THE PROBLEM >>
Show each line of the rows below that contains the string "stone", copying every such line in full. Case counts.

Region annotation entries >>
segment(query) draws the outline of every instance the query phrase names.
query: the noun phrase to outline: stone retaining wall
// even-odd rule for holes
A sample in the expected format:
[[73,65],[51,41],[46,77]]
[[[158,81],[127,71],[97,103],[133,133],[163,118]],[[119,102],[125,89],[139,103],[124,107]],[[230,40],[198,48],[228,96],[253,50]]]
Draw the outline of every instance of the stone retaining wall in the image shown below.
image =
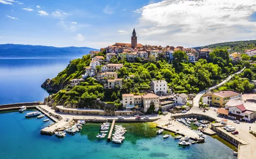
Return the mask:
[[191,114],[184,114],[180,115],[173,115],[173,118],[175,119],[178,118],[197,118],[197,119],[203,119],[204,120],[212,122],[216,121],[217,119],[211,117],[203,114],[196,114],[196,113],[191,113]]
[[24,102],[24,103],[18,103],[13,104],[8,104],[0,105],[0,109],[3,108],[14,108],[14,107],[20,107],[22,106],[34,106],[38,105],[41,104],[40,101],[35,101],[35,102]]

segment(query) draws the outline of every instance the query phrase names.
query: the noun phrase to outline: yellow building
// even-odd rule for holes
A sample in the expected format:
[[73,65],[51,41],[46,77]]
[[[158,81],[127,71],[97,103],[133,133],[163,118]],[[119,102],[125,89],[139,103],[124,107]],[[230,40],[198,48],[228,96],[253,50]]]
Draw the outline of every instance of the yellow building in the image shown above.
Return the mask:
[[203,96],[203,102],[210,105],[223,107],[231,99],[241,100],[242,93],[231,90],[223,90]]

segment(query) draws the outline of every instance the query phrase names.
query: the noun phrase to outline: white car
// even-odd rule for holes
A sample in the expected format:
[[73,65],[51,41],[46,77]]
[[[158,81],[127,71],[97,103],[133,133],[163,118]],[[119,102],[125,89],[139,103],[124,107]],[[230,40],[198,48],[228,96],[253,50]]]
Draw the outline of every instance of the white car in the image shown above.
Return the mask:
[[237,123],[237,124],[240,124],[240,122],[238,120],[235,120],[234,121],[234,123]]
[[150,117],[148,117],[148,116],[145,116],[145,117],[144,117],[143,119],[150,119]]
[[118,119],[124,119],[124,118],[122,116],[118,117]]

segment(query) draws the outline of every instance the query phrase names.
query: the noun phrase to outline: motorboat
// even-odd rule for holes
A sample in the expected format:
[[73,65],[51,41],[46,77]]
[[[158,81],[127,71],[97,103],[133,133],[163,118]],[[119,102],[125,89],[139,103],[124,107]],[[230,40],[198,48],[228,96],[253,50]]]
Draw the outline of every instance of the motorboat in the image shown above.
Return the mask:
[[180,139],[181,138],[182,138],[182,136],[181,136],[181,135],[179,135],[178,136],[174,137],[174,139]]
[[76,129],[75,127],[71,127],[68,128],[66,128],[66,131],[70,133],[75,133],[76,132]]
[[189,143],[188,142],[186,142],[185,141],[182,141],[179,143],[179,145],[183,146],[189,146],[190,145],[190,143]]
[[112,142],[113,143],[121,144],[122,143],[122,141],[120,140],[114,139],[114,140],[112,140]]
[[96,136],[96,137],[98,138],[104,138],[106,136],[106,134],[98,134]]
[[161,134],[163,133],[163,129],[160,129],[160,130],[158,130],[157,131],[157,134]]
[[22,107],[20,107],[18,111],[19,112],[19,113],[22,113],[26,111],[26,110],[27,110],[27,107],[26,107],[26,106],[22,106]]
[[168,138],[169,138],[169,135],[165,135],[163,136],[163,138],[164,139]]
[[180,139],[180,141],[186,141],[187,140],[189,139],[189,137],[185,136],[185,137],[181,138]]
[[40,115],[39,115],[39,116],[37,117],[37,118],[38,119],[44,117],[44,116],[45,116],[44,114],[41,114]]
[[26,118],[34,117],[38,116],[38,115],[40,115],[40,114],[41,114],[41,113],[38,112],[33,112],[28,113],[27,113],[26,115],[25,115],[25,117]]
[[58,131],[58,132],[55,132],[55,135],[58,137],[66,137],[66,133],[65,132],[63,131]]
[[44,122],[47,122],[48,121],[49,121],[49,119],[47,119],[44,120]]
[[198,133],[198,135],[199,135],[200,137],[203,138],[204,138],[204,135],[203,134],[203,133],[202,133],[202,132],[199,132],[199,133]]

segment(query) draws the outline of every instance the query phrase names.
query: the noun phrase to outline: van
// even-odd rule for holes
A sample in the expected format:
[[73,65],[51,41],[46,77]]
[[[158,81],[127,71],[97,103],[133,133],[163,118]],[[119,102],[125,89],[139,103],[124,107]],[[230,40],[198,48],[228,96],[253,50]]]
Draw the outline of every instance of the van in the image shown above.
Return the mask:
[[223,129],[226,129],[227,128],[232,127],[232,125],[226,125],[223,127]]
[[228,127],[227,128],[227,129],[226,130],[227,131],[233,131],[236,130],[236,127]]

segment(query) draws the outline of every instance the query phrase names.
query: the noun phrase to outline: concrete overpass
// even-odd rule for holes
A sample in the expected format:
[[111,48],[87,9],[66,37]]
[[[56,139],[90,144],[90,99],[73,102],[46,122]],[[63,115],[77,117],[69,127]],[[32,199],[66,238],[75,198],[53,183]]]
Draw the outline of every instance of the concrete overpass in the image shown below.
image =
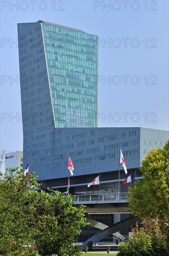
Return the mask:
[[[131,208],[129,206],[126,202],[126,193],[77,195],[72,196],[74,198],[75,206],[78,207],[79,204],[86,206],[84,211],[87,215],[115,214],[117,216],[119,214],[131,214]],[[142,222],[138,218],[131,217],[117,223],[114,222],[108,227],[103,223],[88,219],[87,217],[87,222],[90,222],[89,226],[101,229],[101,231],[90,237],[84,242],[84,244],[88,245],[91,241],[94,243],[112,235],[124,241],[125,237],[119,233],[119,230],[122,229],[122,227],[129,228],[131,225],[135,225],[137,221],[139,223]]]

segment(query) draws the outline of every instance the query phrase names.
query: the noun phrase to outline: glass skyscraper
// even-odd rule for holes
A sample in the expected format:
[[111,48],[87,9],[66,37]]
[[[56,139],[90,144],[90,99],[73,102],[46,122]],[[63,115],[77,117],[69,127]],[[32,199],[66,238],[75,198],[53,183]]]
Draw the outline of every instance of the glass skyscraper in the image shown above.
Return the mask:
[[19,24],[18,38],[22,114],[96,127],[98,36],[39,20]]

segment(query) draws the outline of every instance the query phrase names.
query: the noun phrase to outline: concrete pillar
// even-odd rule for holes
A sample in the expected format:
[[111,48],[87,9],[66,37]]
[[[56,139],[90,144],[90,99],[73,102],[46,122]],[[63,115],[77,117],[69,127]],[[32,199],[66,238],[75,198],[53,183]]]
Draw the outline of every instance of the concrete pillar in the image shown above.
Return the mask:
[[120,221],[120,214],[114,214],[114,224],[119,222]]

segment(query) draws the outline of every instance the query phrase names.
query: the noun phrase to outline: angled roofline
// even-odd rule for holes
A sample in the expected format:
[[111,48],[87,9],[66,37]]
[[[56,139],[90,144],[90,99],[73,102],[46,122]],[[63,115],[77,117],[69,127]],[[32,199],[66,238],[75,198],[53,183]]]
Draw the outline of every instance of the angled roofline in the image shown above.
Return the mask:
[[84,33],[86,33],[86,32],[85,32],[84,31],[83,31],[83,30],[81,30],[80,29],[78,29],[77,28],[74,28],[74,27],[67,27],[66,26],[63,26],[62,25],[56,24],[56,23],[52,23],[51,22],[48,22],[48,21],[45,21],[44,20],[38,20],[37,22],[42,22],[43,23],[45,23],[47,24],[58,26],[58,27],[65,27],[66,28],[69,28],[69,29],[73,29],[73,30],[76,30],[76,31],[79,31],[80,32],[83,32]]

ANSWER >>
query: the noun phrase to outline: stone retaining wall
Draw the outline of every instance of the stone retaining wall in the image shown below.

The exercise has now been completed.